▶ [INSTRUÇÕES DA TAREFA]:
Continue o texto sobre a exploração de petróleo na Amazônia, retomando-o logo após a última frase apresentada.

▶ [TEXTO-FONTE]:
#####
No Brasil, a concessão para explorar petróleo na Foz do Rio Amazonas foi recusada pelo IBAMA. Apesar disso, essa possibilidade não está definitivamente excluída, pois a solicitação da Petrobrás para reconsiderar a licença ambiental ainda aguarda avaliação. Enquanto isso, nações vizinhas como Colômbia e Equador estão tomando a liderança ao rejeitar a exploração de petróleo na região amazônica. Isso demonstra que eles já estão encaminhados para uma transição energética necessária e para a preservação do ecossistema.

Na segunda-feira (21), foi anunciado o desfecho da consulta popular promovida pelo Equador sobre esse tema. Com mais de 90% dos votos contabilizados, cerca de seis em cada dez equatorianos manifestaram oposição à extração de petróleo no Parque Nacional Yasuni, uma das áreas mais ricas em biodiversidade em todo o mundo.

“Os equatorianos decidiram revogar a licença social do petróleo. Isso significa que querem a transição energética na Amazônia agora, e não em 2030 ou 2050. Essa decisão não está condicionada a compensações financeiras por parte da comunidade internacional, e os equatorianos mostram, assim, sua determinação em buscar um desenvolvimento livre de emissões, dando um exemplo contundente aos demais países da região”, diz a presidente do Instituto Talanoa e membro do Painel de Acreditação do Green Climate Fun, Natalie Unterstell.
#####
▶ [EXTRATO DE DADOS]:
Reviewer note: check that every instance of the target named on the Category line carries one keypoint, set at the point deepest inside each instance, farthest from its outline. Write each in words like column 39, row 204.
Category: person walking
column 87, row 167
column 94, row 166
#####
▶ [RESULTADO DA TAREFA]:
(Blocos de exploração na bacia sedimentar da Foz do Amazonas | Foto: Ibama)

O coletivo ambiental Yasunidos liderou uma iniciativa de alcance nacional para convocar a consulta sobre o Bloco 43-ITT. Após um esforço que resultou na coleta de 757 mil assinaturas, eles perseveraram em uma batalha jurídica que se estendeu por uma década junto aos órgãos eleitorais do Equador. O veredicto da votação determinou que a empresa estatal de petróleo, Petroecuador, tem a responsabilidade de encerrar suas operações na região dentro de um período de um ano. O prazo oficial começará a ser contado a partir de 4 de outubro de 2023.

“A consulta popular sobre Yasuní é importante para o Equador, mas também para o mundo inteiro. Diante da inação dos diferentes governos do mundo, os equatorianos estão decidindo tomar medidas reais contra a mudança climática”, afirma Antonella Calle Avislés, da ONG Yasunidos, promotora do plebiscito de Yasuní.

“É também uma mensagem para todos os países amazônicos, pois vemos que os governos não estão fazendo sua parte. Se não exigirmos uma ação concreta, essa crise não terá volta”, complementa.

Reserva mundial

Em 1989, a Unesco designou o Yasuní como uma reserva mundial da biosfera. Com mais de 1 milhão de hectares, essa região é renomada por sua megadiversidade e é lar dos povos Tagaeri e Taromenane, que vivem em isolamento. O Bloco 43-ITT ocupa uma porção do Yasuní, uma área natural protegida que abrange um milhão de hectares, abrigando uma riqueza de biodiversidade, incluindo mais de 2.000 espécies de árvores e arbustos, 204 mamíferos, 610 aves, 121 répteis, 150 anfíbios e mais de 250 peixes.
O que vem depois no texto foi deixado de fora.